WRITTEN EXERCISE: Copy out, word for word, everything in the records below from the line containing "Trace the outline of every instance of the neck" down to the end of the records.

[Recorded data]
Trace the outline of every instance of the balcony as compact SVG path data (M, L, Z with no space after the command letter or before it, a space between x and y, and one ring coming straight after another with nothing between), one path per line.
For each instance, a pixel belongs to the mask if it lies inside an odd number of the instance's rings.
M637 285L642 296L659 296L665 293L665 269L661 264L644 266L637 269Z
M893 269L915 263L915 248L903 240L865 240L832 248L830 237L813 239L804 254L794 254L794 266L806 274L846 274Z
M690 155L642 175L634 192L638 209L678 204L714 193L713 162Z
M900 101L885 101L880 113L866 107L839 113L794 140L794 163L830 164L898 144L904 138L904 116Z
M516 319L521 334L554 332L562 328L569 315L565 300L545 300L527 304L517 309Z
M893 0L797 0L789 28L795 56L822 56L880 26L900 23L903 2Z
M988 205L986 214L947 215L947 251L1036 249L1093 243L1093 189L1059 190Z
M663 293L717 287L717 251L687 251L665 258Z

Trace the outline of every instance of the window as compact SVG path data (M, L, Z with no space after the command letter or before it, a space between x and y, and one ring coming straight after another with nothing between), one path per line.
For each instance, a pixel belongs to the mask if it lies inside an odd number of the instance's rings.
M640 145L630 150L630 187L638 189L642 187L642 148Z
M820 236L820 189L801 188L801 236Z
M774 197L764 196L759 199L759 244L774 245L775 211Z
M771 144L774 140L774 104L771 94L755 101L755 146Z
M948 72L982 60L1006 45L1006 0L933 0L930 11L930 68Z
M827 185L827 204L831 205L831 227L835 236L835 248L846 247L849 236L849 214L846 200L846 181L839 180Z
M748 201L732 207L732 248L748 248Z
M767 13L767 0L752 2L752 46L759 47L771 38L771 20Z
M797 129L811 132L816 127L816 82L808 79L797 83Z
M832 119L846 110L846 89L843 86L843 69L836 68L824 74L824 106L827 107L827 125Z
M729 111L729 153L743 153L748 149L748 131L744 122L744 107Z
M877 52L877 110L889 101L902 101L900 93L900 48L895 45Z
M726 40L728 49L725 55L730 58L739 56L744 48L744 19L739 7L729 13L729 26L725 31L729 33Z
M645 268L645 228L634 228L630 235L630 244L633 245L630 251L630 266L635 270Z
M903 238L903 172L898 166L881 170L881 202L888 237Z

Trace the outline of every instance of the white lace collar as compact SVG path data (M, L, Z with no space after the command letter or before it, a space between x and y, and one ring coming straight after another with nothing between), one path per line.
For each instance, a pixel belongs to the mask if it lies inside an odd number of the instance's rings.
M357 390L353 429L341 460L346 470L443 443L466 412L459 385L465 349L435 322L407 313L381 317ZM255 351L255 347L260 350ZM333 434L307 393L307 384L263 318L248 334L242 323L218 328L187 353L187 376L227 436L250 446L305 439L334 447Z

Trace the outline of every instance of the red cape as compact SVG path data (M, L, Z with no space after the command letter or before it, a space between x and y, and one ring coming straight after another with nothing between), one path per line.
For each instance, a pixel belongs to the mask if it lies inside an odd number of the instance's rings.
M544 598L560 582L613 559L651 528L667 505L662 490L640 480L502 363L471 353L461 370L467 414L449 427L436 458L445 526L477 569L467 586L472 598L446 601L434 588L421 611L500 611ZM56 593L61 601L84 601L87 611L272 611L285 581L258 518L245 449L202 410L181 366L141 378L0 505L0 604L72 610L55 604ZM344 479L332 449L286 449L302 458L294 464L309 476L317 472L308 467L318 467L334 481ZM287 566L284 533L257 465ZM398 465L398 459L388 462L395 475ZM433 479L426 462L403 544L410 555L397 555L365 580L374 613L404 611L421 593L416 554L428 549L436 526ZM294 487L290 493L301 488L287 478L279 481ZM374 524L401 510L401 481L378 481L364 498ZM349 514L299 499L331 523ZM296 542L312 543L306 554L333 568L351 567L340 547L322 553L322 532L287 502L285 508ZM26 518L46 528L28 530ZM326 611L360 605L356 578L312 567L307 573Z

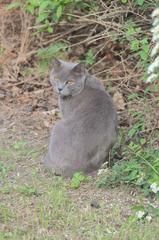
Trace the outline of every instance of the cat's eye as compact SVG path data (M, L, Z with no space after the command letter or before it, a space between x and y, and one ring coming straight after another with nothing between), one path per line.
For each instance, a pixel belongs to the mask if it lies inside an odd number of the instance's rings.
M66 81L66 84L68 84L68 85L73 85L73 84L74 84L74 81L68 80L68 81Z

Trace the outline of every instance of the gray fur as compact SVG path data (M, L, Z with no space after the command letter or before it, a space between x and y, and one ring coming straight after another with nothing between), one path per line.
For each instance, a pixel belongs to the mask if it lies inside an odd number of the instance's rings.
M64 176L97 170L117 137L111 97L81 63L55 60L50 81L59 95L62 119L53 127L44 164Z

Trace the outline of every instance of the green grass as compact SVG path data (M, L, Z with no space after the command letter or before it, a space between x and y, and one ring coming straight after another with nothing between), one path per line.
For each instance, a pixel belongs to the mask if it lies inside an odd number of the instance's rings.
M123 217L120 199L112 196L106 202L93 179L72 190L70 180L43 169L25 141L1 147L0 152L0 240L157 240L158 219L131 222L129 215ZM98 209L90 206L91 186L100 201ZM85 189L88 199L80 198ZM113 191L118 195L118 189Z

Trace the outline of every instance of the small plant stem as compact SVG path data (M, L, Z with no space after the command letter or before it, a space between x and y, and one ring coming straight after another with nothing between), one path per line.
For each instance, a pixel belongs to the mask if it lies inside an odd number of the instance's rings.
M130 147L129 147L130 151L132 153L134 153L137 157L141 158L144 160L144 162L159 176L159 172L152 166L152 164L147 161L144 157L142 157L140 154L136 153L135 151L133 151Z

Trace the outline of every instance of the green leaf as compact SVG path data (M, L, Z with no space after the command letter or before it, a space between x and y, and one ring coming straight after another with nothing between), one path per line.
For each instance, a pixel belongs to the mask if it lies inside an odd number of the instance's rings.
M122 3L127 3L127 2L128 2L128 0L121 0L121 2L122 2Z
M145 0L136 0L136 5L142 6Z
M66 50L68 45L62 42L55 43L53 46L48 48L39 49L37 57L40 59L48 59L54 57L59 51Z
M39 13L39 16L37 17L37 21L43 22L47 18L48 18L48 13L42 12L42 13Z
M39 7L39 13L43 12L50 4L50 1L43 1Z
M139 50L139 44L140 44L139 40L134 39L134 40L131 42L131 44L130 44L130 50L131 50L131 51L137 51L137 50Z
M6 6L6 10L11 10L11 9L15 9L15 8L19 8L22 4L20 2L13 2L10 3Z
M48 31L48 33L53 33L54 29L53 29L53 27L49 26L49 27L47 28L47 31Z
M26 10L31 14L34 13L34 9L35 9L35 7L33 5L29 4L29 5L26 6Z
M59 20L59 18L62 16L62 13L63 13L63 7L62 7L62 5L60 5L56 10L57 20Z

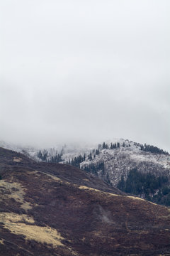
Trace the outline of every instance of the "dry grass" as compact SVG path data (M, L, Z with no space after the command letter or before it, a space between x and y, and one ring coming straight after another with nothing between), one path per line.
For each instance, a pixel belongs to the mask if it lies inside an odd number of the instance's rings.
M8 182L4 180L0 181L0 186L4 192L0 200L13 198L16 202L21 203L21 207L27 210L32 208L30 203L24 201L26 194L23 186L17 182Z
M25 235L26 240L34 240L41 243L52 244L53 247L64 245L61 242L64 238L57 230L49 226L40 227L33 225L33 218L27 215L1 213L0 221L4 223L4 228L7 228L13 234Z

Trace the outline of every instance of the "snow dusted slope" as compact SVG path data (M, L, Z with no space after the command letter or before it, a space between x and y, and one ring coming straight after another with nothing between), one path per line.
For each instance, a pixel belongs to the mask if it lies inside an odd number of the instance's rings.
M99 154L92 154L92 160L86 159L80 164L86 169L91 164L96 166L104 163L104 169L98 170L96 174L116 186L121 175L127 177L128 173L137 168L142 173L152 173L156 176L166 175L170 177L170 156L153 154L142 151L140 144L128 140L115 140L112 143L120 143L120 148L110 149L111 142L108 142L109 149L101 149ZM124 144L124 146L123 146Z
M111 144L118 143L120 147L110 149ZM62 163L69 163L79 155L86 155L85 161L80 163L79 167L98 176L104 181L113 186L117 186L121 175L127 177L128 173L133 168L137 168L142 173L152 173L156 176L166 175L170 179L170 156L163 154L153 154L141 150L139 143L128 139L113 139L106 142L108 149L103 149L103 144L93 146L86 145L64 145L55 146L50 149L40 149L42 152L46 150L47 153L47 161L51 156L55 156L57 152L62 151ZM30 158L41 161L38 158L40 149L30 146L20 146L12 144L0 142L0 146L8 149L21 152ZM98 152L96 154L96 149ZM91 152L91 158L89 154ZM100 164L102 165L101 168ZM91 169L91 166L93 168ZM95 169L95 167L96 169Z

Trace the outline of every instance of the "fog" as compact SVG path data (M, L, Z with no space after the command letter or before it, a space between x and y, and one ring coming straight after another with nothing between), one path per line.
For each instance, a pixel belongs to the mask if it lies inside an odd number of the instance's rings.
M170 151L170 1L0 1L0 139Z

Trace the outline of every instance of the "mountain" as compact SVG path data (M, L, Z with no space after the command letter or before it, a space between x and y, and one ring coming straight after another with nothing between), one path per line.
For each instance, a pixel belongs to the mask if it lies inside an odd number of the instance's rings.
M169 255L169 208L0 148L1 256Z
M170 206L170 155L157 146L114 139L91 146L18 147L18 151L36 161L72 164L123 191Z

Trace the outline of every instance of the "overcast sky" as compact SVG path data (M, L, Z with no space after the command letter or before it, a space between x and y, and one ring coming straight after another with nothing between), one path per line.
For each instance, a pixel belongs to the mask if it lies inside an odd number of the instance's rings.
M169 0L0 0L0 139L170 151Z

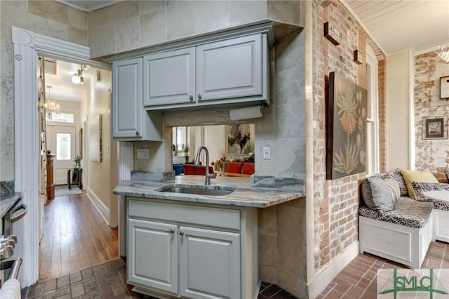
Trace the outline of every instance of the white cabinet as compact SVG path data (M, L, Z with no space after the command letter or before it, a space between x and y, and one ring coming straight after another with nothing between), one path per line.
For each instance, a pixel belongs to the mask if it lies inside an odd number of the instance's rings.
M259 34L199 46L198 100L260 98L263 91L262 40Z
M180 234L181 295L241 298L240 234L188 227Z
M112 120L114 140L162 141L161 113L143 109L142 74L142 58L112 64Z
M144 57L149 109L268 101L266 34L200 44Z
M127 201L128 282L135 291L209 299L257 295L255 208Z
M145 106L194 102L194 48L144 56Z
M128 279L177 292L177 226L130 219Z

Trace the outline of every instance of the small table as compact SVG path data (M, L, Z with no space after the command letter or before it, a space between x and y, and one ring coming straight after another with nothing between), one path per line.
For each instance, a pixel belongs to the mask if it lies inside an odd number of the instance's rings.
M432 199L449 201L449 190L426 191L422 194Z
M73 171L73 178L72 172ZM77 185L79 189L83 189L83 168L67 167L67 187L69 190L72 185Z

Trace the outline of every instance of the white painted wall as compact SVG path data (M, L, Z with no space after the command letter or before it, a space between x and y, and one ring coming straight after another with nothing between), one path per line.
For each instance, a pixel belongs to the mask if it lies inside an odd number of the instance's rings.
M410 51L387 58L387 161L389 170L398 167L413 169L414 147L410 117L413 93L410 74L413 55Z

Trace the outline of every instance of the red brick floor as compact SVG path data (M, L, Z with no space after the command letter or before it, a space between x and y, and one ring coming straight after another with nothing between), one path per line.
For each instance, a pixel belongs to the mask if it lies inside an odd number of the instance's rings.
M377 298L377 269L403 269L401 264L370 254L359 254L329 284L317 299ZM431 242L422 269L449 269L449 244Z
M376 298L377 269L405 268L370 254L359 254L329 284L317 298ZM431 242L422 268L449 269L449 244ZM122 259L69 275L40 281L22 290L22 298L152 298L126 284ZM262 282L259 299L294 298L279 286Z

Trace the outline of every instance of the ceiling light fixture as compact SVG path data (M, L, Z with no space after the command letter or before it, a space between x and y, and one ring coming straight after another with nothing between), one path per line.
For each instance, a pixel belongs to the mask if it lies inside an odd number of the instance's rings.
M81 68L79 69L77 72L74 73L73 76L72 76L72 82L75 84L84 84L84 77L83 77L83 72L84 70L88 70L88 65L81 65Z
M449 62L449 50L445 51L444 46L438 46L438 48L440 49L440 53L438 53L438 57L446 62Z
M47 110L47 112L54 112L54 113L61 113L60 108L61 105L59 104L56 104L55 102L47 100L50 98L50 88L51 88L51 86L47 85L47 88L48 88L48 94L46 96L45 98L45 109Z

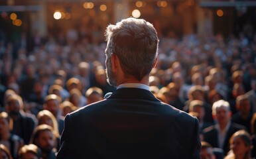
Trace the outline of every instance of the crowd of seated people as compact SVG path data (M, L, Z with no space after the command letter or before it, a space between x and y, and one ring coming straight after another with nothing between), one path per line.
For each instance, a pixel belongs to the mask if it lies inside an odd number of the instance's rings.
M115 91L106 82L105 42L76 33L80 38L66 42L49 36L30 52L0 40L0 149L6 156L54 158L65 115ZM152 93L198 117L209 158L237 155L236 136L249 135L251 142L243 143L255 148L256 35L245 43L245 36L221 34L159 38ZM251 149L244 155L255 157Z

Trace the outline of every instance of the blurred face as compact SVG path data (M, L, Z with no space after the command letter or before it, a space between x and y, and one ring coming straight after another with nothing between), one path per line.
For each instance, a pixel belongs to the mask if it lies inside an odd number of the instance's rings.
M203 120L204 117L204 110L203 106L194 107L193 111L198 114L198 118L200 121Z
M52 123L52 119L50 119L50 117L46 115L42 116L39 119L39 125L43 125L43 124L48 125L53 127L53 123Z
M251 105L249 100L243 100L240 104L240 111L242 113L248 114L250 112Z
M36 139L36 146L44 153L50 152L54 147L54 138L50 131L44 131L40 132L38 138Z
M23 154L21 159L38 159L38 158L34 154L26 152Z
M5 134L9 131L9 123L7 119L0 118L0 134Z
M11 115L18 115L21 109L21 105L18 100L13 100L10 102L9 111Z
M216 110L216 119L220 125L225 125L229 121L229 111L225 107L220 107Z
M200 151L200 156L201 159L214 159L214 155L212 151L212 148L202 148Z
M0 159L9 159L8 155L3 150L0 150Z
M230 145L230 148L236 156L243 156L250 149L250 146L245 146L245 142L240 136L234 137L233 144Z
M50 111L55 117L57 116L59 103L56 100L50 100L44 105L45 109Z

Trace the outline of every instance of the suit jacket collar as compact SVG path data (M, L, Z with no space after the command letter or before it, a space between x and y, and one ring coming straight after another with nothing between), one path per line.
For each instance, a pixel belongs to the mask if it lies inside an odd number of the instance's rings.
M150 91L140 88L120 88L114 91L108 99L146 99L159 101Z

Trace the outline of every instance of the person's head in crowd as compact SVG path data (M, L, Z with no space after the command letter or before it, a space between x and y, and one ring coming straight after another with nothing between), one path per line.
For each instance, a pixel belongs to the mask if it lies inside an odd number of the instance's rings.
M56 135L53 128L48 125L37 126L32 134L31 143L36 145L42 152L43 158L54 151Z
M61 98L55 95L50 94L44 98L44 109L50 111L55 117L58 116Z
M48 94L56 94L59 97L61 97L61 91L62 91L63 87L60 85L52 85L49 87L48 90Z
M231 80L233 83L243 83L243 72L241 70L235 71L231 75Z
M0 144L0 158L13 159L10 150L3 144Z
M207 87L208 91L214 90L216 88L217 82L216 79L215 79L212 75L208 75L204 79L204 84Z
M53 81L53 85L59 85L61 87L64 87L65 86L65 83L60 79L55 79Z
M251 158L252 141L245 130L235 132L229 139L230 151L225 158Z
M159 87L160 85L160 79L156 76L149 76L149 86Z
M131 29L133 27L133 29ZM138 32L143 36L137 34ZM152 24L143 19L124 19L115 25L109 25L105 38L107 41L105 64L109 84L113 86L119 84L117 83L118 75L112 64L117 60L125 73L123 75L125 78L133 78L139 81L147 80L156 65L159 44L157 32Z
M195 65L191 68L191 77L192 77L195 74L200 73L202 74L202 65Z
M245 93L245 89L242 83L236 83L233 86L232 95L233 98Z
M169 98L170 101L175 101L178 98L178 92L174 83L170 82L166 86L169 90Z
M58 79L65 82L67 78L67 74L63 70L59 70L56 73L56 79Z
M191 81L192 81L192 85L204 85L203 75L200 72L195 73L192 76Z
M25 73L27 78L34 78L36 68L32 64L28 64L25 66Z
M68 97L68 101L72 103L72 104L77 107L83 106L80 105L80 97L82 95L82 94L78 89L73 88L70 91L70 96Z
M5 111L0 113L0 136L9 134L13 129L13 123L12 119Z
M81 81L78 78L71 78L66 83L66 85L68 91L74 88L81 90Z
M9 97L13 94L16 94L16 93L13 89L8 89L5 91L3 96L4 106L6 105Z
M242 115L249 115L251 110L250 101L248 96L241 95L236 98L236 109Z
M189 100L204 101L205 90L202 85L193 85L188 92Z
M253 113L253 117L251 118L251 134L256 134L256 113Z
M90 64L86 62L81 62L78 64L79 75L83 78L87 78L90 74Z
M48 125L53 128L55 134L60 134L57 120L50 111L47 110L40 111L37 114L36 118L38 121L38 125L44 124Z
M189 103L189 112L196 112L198 113L198 120L203 121L204 117L204 102L200 100L193 100Z
M220 99L214 103L212 109L214 119L217 121L222 129L225 127L230 121L231 116L229 103L225 100Z
M23 101L17 94L12 94L7 99L6 111L11 116L17 116L23 109Z
M69 101L64 101L60 103L60 109L62 112L62 115L65 117L67 114L75 111L77 107Z
M169 98L169 89L166 87L162 87L159 89L158 93L159 98L161 99L162 101L166 103L170 103Z
M155 85L151 85L151 86L149 86L150 87L150 89L151 89L151 93L155 95L155 96L157 96L157 95L159 93L159 87L157 86L155 86Z
M223 97L221 93L220 93L216 89L210 91L208 96L208 102L212 105L212 104L216 101L223 99Z
M201 142L200 150L201 159L215 159L214 148L210 144L207 142Z
M97 87L90 87L86 92L87 105L102 100L103 95L101 89Z
M175 83L179 90L185 82L184 77L181 72L176 72L173 74L172 82Z
M223 75L222 71L219 68L212 68L209 72L209 75L212 75L214 76L214 78L216 79L217 83L222 81Z
M19 151L19 159L42 159L42 151L35 144L24 145Z

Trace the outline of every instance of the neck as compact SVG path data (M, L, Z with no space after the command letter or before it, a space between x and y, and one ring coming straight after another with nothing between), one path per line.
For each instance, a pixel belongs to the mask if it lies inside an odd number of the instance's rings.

EXERCISE ANSWER:
Trace the outline of every instance of the neck as compact SVG path data (M, L, Z with no space after the command letter or before it, a space between x and y, and one ring coming straight after another with nothing between), one path per line.
For each instance, a pixel belongs to the mask if it lies inside an odd number of the instance's rings.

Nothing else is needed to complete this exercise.